** Start SELECTED EXTRACT **

[Libre-soc-isa] [Bug 1056] questions and feedback (v2) on OPF RFC ls010
bugzilla-daemon at libre-soc.org
bugzilla-daemon at libre-soc.org
Thu May 25 06:26:17 BST 2023
--- Comment #9 from paulus at ozlabs.org ---
"Register files, elements, and Element-width Overrides" section:
I strongly disagree that the register file should be accessed in little-endian
byte order when the processor is in big-endian mode. Requiring that will make
Simple-V practically unusable in big-endian mode (just as saying that the
register file has to be big-endian always would make Simple-V unusable in
Instead the register file should be accessed in the endian mode of the
processor, because that means that the relationship between array indices in
memory and element numbers in the register file is the identity mapping (or at
worst just the addition of a constant), regardless of endian mode, assuming
that ordinary ld/std (or lfd/stfd) instructions are used to transfer data
between registers and memory.
Elements are not unbounded arrays - there are only a finite number of them that
exist. You don't specify what happens if you run off the end of the register
file. The architecture needs to specify that.
The third dot point is not clearly expressed. I think it means that
element-width overrides cause the register file to be considered as an linear
array of chunks of that width (but the register number specified in the
instruction is still interpreted in 64-bit units, right?).
2nd & 3rd paragraphs: in ANSI C, are you sure that indexing beyond the bounds
of a union is defined behaviour? I'm not, and if it isn't, then ANSI C isn't
the best language to use here.
The sentence about VSX along with the "Future specification note" don't add
anything useful, so drop them. Also, "bounded fixed" sounds awkward.
5th paragraph: As I said, I think this is entirely the wrong choice.
6th paragraph: I think that by "Arithmetic and Logical" you really mean
"Fixed-Point" (as opposed to Floating-Point or Branch). There are
floating-point Arithmetic instructions.
6th & 7th paragraphs: Once again you are hammering the point that the
instruction is not altered, but it is not clear why you need to belabour this.
Is it possible to request saturating arithmetic with the SVP64 prefix on an
addi instruction? If so then that would certainly count as a fundamental change
to the operation being performed.
In fact I think that changing the element width is a fundamental change. But
that's fine - the important thing is that the changes to the instruction's
operation are precisely and fully defined. Saying "nothing is changed" is
obviously not precise or complete, some things are changed (e.g. element
width). Saying "nothing fundamental is changed" doesn't help either, because
there is no definition of "fundamental".

** End SELECTED EXTRACT **

EXERCISE INSTRUCTIONS
Carry on the review feedback on RFC ls010 from its last sentence, keeping the same technical voice. The data after this text is not needed.

** Start PROVIDED RECORDS **

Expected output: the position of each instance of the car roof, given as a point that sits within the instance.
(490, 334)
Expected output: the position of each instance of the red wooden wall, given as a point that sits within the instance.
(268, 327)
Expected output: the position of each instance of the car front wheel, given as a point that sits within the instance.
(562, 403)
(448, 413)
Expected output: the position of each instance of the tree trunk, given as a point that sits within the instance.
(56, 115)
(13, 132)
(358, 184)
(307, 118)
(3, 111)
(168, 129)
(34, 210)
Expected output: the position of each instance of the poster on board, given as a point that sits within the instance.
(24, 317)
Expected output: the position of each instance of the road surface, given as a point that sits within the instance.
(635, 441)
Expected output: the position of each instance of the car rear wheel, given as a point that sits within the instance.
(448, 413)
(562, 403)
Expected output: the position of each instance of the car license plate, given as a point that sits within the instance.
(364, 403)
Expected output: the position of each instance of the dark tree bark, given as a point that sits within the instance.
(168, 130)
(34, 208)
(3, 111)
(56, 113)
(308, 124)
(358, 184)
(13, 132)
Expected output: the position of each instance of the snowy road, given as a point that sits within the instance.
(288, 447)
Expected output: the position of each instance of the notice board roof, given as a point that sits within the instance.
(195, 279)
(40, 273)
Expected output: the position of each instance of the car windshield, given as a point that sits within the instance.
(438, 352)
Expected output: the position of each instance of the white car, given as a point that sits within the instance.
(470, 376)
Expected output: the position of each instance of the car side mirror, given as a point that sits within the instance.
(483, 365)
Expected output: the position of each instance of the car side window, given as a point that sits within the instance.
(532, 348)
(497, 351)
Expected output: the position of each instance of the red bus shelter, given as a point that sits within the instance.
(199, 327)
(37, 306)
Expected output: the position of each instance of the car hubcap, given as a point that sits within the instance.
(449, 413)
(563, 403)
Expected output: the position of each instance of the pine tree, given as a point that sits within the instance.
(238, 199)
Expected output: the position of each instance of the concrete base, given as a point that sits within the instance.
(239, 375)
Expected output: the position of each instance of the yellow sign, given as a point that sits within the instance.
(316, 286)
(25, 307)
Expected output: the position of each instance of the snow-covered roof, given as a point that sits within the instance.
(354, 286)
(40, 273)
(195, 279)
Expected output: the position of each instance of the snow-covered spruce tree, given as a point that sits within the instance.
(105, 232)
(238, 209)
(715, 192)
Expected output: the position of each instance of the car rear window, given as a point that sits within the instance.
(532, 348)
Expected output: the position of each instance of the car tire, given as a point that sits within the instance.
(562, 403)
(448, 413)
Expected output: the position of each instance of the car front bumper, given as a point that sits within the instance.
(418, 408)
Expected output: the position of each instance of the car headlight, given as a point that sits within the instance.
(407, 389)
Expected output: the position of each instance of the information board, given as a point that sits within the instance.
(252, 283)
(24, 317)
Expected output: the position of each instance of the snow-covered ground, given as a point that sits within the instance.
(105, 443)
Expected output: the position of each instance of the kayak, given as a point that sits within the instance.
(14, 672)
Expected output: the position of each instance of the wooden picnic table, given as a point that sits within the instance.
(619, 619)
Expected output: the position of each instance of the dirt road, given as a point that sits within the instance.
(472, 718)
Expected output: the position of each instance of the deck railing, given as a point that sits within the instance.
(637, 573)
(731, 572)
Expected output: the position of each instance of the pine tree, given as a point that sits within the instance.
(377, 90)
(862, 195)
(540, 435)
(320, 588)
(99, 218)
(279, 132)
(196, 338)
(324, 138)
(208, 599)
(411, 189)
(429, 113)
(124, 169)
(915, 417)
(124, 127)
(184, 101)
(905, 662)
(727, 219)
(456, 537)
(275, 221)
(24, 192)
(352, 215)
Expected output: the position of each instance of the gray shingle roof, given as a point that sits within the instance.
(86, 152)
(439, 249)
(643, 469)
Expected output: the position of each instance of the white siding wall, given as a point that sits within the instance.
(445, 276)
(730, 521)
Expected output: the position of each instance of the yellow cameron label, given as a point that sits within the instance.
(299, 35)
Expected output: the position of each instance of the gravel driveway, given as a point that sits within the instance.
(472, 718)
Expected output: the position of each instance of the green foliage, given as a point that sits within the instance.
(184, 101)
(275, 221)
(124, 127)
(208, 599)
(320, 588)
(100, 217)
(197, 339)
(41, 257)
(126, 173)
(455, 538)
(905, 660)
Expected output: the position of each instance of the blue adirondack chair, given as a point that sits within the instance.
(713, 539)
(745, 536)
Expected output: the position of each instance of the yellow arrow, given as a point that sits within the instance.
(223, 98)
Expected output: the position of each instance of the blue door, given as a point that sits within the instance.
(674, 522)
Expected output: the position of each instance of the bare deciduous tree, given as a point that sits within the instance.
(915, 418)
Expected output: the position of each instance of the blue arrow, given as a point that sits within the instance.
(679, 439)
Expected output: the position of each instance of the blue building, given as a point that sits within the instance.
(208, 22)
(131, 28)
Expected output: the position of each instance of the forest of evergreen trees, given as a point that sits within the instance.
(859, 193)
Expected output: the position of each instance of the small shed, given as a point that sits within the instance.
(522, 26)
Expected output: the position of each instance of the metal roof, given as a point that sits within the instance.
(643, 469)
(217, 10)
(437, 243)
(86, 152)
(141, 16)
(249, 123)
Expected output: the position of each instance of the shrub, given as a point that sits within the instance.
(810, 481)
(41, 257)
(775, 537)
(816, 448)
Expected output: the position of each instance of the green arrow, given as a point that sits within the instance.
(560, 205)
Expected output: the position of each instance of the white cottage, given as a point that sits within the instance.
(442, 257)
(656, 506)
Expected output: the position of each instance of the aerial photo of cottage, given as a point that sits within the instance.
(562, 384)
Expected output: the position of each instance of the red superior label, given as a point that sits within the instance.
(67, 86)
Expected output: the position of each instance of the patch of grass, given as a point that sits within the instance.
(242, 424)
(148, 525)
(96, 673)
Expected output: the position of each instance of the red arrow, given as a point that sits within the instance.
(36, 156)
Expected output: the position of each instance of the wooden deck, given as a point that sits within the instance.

** End PROVIDED RECORDS **
** Start PROVIDED RECORDS **

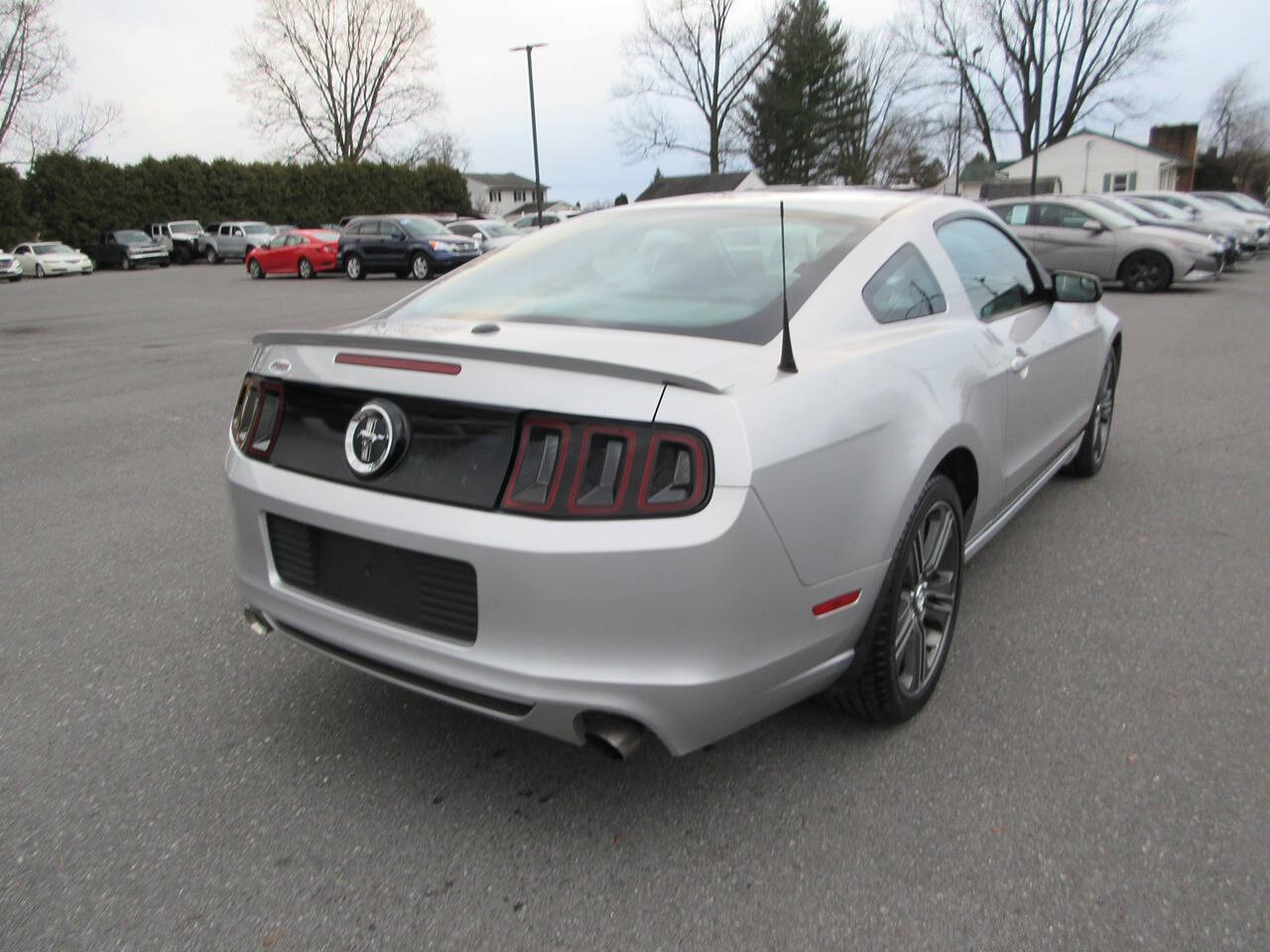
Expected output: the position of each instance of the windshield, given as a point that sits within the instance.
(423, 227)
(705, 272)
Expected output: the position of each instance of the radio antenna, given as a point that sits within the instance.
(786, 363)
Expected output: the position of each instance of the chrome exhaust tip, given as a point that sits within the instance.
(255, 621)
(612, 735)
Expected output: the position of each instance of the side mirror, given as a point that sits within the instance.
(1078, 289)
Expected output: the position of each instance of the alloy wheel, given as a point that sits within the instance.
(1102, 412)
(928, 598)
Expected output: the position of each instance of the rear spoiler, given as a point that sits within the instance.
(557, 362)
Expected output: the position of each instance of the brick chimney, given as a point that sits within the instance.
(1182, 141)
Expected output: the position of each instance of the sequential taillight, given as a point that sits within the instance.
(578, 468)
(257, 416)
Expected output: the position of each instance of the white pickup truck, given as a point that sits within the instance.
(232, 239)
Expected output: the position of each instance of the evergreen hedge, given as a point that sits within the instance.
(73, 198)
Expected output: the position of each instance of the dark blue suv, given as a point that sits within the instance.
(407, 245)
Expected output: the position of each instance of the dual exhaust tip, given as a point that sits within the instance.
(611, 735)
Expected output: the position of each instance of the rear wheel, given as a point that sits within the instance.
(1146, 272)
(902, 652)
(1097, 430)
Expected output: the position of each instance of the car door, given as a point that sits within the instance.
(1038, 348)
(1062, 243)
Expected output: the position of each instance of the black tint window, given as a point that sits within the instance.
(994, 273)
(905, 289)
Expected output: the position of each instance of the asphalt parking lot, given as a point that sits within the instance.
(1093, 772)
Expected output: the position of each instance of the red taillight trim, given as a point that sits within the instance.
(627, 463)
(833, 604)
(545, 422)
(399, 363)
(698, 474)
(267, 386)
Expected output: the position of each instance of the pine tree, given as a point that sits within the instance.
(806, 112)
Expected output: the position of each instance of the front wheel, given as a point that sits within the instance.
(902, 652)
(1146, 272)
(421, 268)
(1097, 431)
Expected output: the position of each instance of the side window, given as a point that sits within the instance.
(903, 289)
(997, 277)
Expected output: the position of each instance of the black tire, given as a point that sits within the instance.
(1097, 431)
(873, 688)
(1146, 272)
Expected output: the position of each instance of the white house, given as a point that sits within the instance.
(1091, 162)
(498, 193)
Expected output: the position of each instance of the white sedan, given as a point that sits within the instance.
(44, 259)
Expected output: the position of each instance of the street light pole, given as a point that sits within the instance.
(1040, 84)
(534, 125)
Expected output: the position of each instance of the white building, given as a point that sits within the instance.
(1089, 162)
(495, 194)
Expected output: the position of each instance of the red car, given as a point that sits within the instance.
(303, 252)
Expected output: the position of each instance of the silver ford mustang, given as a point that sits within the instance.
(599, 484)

** End PROVIDED RECORDS **
** Start PROVIDED RECORDS **

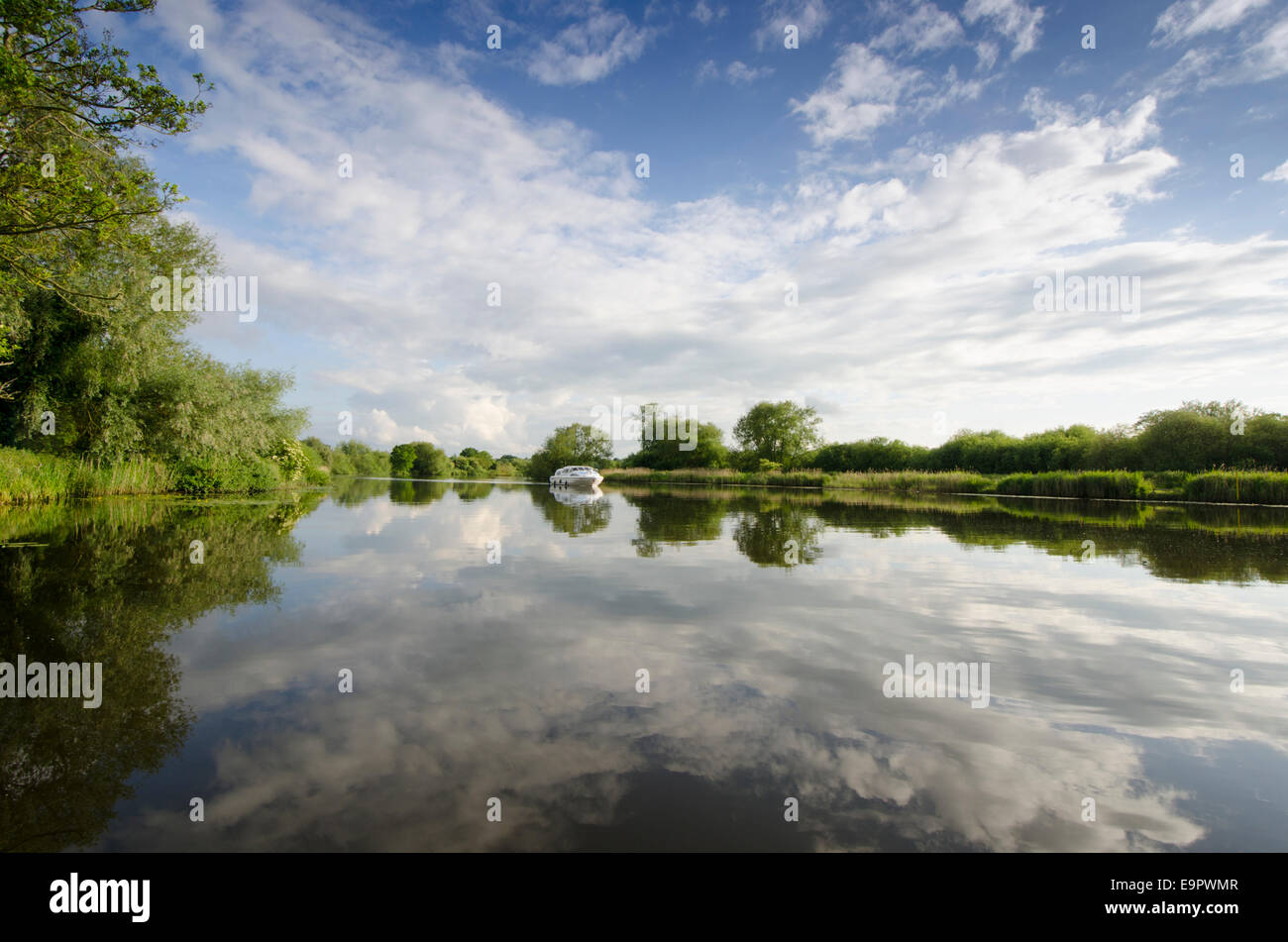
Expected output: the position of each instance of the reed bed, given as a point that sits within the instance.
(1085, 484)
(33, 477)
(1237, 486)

** End PROVIDED RECORDS **

THE REPLY
8th paragraph (starting "Element offset numbering"): I have no idea what
"LSB0-sequentially-incrementing" means as opposed to "MSB0-incrementing". You
seem to be projecting your confusion and lack of comprehension of big-endian
bit numbering onto the reader here. (Note that I agree that little-endian bit
numbering is generally easier to use than big-endian bit numbering. But
big-endian bit numbering is a perfectly well-defined and self-consistent
9th paragraph: This is all written from the perspective of someone who only
understands little-endian memory addressing. There are people, including much
of the audience for this ISA, who are very used to big-endian bit and byte
ordering and find it more natural and understandable than little-endian.
Trying to use a different convention in this part of the ISA from all of the
rest of it risks unending confusion unless it is very carefully handled. It
should be possible to define the element addressing in one place and then just
use element addresses from then on. The element addressing function should
hopefully be the only place where bit numbers need to appear.
10th paragraph: why is the similarity to the VSX definition important?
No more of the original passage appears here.